_Text-to-region grounding data_:
═══

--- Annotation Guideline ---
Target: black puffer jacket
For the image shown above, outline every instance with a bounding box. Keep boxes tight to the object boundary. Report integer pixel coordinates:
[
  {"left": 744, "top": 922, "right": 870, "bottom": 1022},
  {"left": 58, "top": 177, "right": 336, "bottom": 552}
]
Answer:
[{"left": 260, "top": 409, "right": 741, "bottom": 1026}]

═══

_PROBLEM REQUIREMENTS_: Give an exact reproduction of the lines from the one with "Target: black puffer jacket" to the final line of the entries, including both.

_FINISHED TASK_:
Target: black puffer jacket
For the image shown above, outline every instance with a bounding box. Keep boxes tight to the object boundary. Report integer pixel coordinates:
[
  {"left": 744, "top": 922, "right": 870, "bottom": 1022},
  {"left": 58, "top": 177, "right": 336, "bottom": 552}
]
Answer:
[{"left": 260, "top": 409, "right": 741, "bottom": 1026}]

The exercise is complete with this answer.